-------- 本文抜粋 --------
説明

クランプ装置

【課題】電池本体上方にて積層方向に延設される第一クランプユニットと、前記積層方向且つ前記延出方向の両側方にて対向配置され、電池本体を挟持する挟持手段を有する第二クランプユニットとを備える電池パックのクランプ装置であって、大掛かりな改造を施すことなく、電池本体のクランプ位置を変更可能なクランプ装置を提供する。
【解決手段】各クランプアーム21の少なくとも一つは、電池本体51の側端部に当接可能な第一クランプ爪26Aおよび第二クランプ爪26Bとを有し、第一クランプ爪26Aおよび第二クランプ爪26Bは、互いに前記積層方向における反対側に突出して配設されるとともに、第一クランプ爪26Aおよび第二クランプ爪26Bの間にある回動軸14を中心として互いに回転移動し、回動軸14は、第一クランプ爪26A側に比べて、第二クランプ爪26B側に近接した位置に配設される。

【発明の詳細な説明】
【技術分野】
【0001】
本発明は、例えば自動車などの車両に搭載される電池パックの組付け工程において、電池パックの組付け作業を行う際に当該電池パックの電池本体を保持するためのクランプ装置の技術に関する。
【背景技術】
【0002】
例えば、ハイブリッド電気自動車や電気自動車などの車両において、走行用の電源として搭載される電池パックは、水平方向に積層された複数の二次電池や、該二次電池を積層方向両端から挟持するエンドプレートなどからなる電池本体、および該電池本体を載置する略矩形板状のロアケースなどを有して構成される(例えば、「特許文献1」を参照。)。
ここで、電池パックの組付け作業は、主に電池パックの構成部材を供給する供給工程や、該供給工程の後に行われる締付工程などを有する組付け工程にて行われる。
より具体的には、前記供給工程においては、上方に持ち上げられた電池本体がロアケース上に載置され、また、前記締付工程においては、これら電池本体およびロアケースが、ともに持ち上げられた後垂直方向に旋回させられ、ボルトなどを用いて互いに締結されるのである。
-------- 提供データ --------
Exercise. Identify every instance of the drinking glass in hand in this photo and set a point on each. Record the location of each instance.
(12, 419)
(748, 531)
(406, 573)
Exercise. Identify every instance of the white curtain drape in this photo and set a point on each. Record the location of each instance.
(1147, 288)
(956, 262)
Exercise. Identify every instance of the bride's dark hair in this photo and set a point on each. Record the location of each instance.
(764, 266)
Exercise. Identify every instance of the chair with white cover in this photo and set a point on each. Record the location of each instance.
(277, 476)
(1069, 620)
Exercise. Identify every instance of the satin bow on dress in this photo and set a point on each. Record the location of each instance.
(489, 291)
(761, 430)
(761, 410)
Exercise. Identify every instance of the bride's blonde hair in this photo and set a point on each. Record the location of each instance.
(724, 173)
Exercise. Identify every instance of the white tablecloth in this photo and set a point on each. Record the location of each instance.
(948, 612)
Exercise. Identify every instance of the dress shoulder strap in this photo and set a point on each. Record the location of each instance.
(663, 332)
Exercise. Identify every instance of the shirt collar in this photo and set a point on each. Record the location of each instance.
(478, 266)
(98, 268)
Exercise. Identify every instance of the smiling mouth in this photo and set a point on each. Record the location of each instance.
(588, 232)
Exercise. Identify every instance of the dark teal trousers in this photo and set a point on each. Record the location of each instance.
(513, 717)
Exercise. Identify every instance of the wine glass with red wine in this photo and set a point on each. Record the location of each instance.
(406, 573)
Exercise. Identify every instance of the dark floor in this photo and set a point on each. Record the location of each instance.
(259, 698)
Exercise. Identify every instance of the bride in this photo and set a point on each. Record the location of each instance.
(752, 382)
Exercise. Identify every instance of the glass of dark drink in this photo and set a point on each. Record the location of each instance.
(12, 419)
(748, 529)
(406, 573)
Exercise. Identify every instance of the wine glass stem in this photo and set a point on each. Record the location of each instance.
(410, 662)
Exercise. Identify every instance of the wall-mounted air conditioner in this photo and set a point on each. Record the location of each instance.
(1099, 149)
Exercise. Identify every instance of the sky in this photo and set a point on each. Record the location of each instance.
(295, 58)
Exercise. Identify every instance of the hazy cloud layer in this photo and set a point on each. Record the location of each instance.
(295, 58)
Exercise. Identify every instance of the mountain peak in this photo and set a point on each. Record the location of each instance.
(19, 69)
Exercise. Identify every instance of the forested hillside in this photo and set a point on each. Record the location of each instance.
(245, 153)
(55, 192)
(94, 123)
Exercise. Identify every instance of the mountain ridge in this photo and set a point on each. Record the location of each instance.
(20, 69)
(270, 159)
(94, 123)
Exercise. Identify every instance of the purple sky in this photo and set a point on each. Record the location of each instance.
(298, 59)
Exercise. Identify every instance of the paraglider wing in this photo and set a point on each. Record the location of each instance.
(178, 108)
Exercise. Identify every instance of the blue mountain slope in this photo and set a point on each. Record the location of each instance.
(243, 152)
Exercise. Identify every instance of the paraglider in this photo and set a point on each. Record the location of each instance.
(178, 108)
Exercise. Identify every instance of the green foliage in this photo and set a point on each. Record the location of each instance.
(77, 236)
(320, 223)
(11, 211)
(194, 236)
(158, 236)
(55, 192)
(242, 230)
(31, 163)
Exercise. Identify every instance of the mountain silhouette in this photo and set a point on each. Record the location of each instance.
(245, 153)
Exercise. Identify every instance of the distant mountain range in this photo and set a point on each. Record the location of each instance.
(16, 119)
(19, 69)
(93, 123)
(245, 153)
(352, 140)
--------
**指示 1**
本文抜粋の「ここで、電池パックの組付け作」から「て互いに締結されるのである。」まで(両端を含む)を、「締付工程」を「締結工程」に差し替えて書き直してください。
**指示 2**
次の(a)〜(c)は本文抜粋の内容と一致しますか。それぞれ「はい」か「いいえ」で答え、判断の決め手となる本文の語句を引用してください。
(a) 電池パックの複数の二次電池は、垂直方向に積層されている。
(b) 締付工程では、電池本体とロアケースがボルトなどを用いて互いに締結される。
(c) 回動軸14は、第二クランプ爪26B側に比べて、第一クランプ爪26A側に近い位置に配設される。
**指示 3**
クランプ装置の特許説明を、最後の文の後から書き継いでください。

**解答 1**
ここで、電池パックの組付け作業は、主に電池パックの構成部材を供給する供給工程や、該供給工程の後に行われる締結工程などを有する組付け工程にて行われる。
より具体的には、前記供給工程においては、上方に持ち上げられた電池本体がロアケース上に載置され、また、前記締結工程においては、これら電池本体およびロアケースが、ともに持ち上げられた後垂直方向に旋回させられ、ボルトなどを用いて互いに締結されるのである。

**解答 2**
(a) いいえ。「水平方向に積層された複数の二次電池」
(b) はい。「ボルトなどを用いて互いに締結されるのである」
(c) いいえ。「第一クランプ爪26A側に比べて、第二クランプ爪26B側に近接した位置に配設される」

**解答 3**
そして従来、このような供給工程や締付工程における電池パック(より具体的には、電池本体)の持ち上げ作業は、クランプ装置によって電池本体を保持しつつ行われていた。
【0003】
前記クランプ装置は、電池本体の上方において二次電池の積層方向に沿って延設される、第一のクランプユニットである短軸クランプユニットや、該短軸クランプユニットを間に挟んで対向配置されるとともに、電池本体における二次電池の積層方向の両側方に配設される、第二のクランプユニットである二基の長軸クランプユニットなどを有して構成される。
そして、短軸クランプユニットによって電池本体の上面を押圧し、且つ長軸クランプユニットによって積層方向の両側面を挟持することで、クランプ装置は電池本体を堅固に固定保持するのである。
【0004】
一方、電池パックにおいては、車種による搭載位置や要求性能の違い、あるいは安全基準に関する法規制などの理由から、積層される二次電池の数量が異なる様々な仕様のものが存在する。換言すると、電池本体の長さ寸法(積層方向の寸法)は、電池パックの仕様に応じて変化することになる。
そのため、長軸クランプユニットは、電池パックの仕様に応じて、電池本体に対するクランプ位置を、適宜変更可能な構成とする必要があった。
【先行技術文献】
【特許文献】
【0005】
【特許文献1】特開2006−185815号公報
【発明の概要】
【発明が解決しようとする課題】
【0006】
長軸クランプユニットにおける、このようなクランプ位置の変更については、従来から、例えば一方(あるいは双方)の長軸クランプユニットの組付け装置全体に対する配設位置を、電池本体の積層方向に適宜移動させることによって対応してきた。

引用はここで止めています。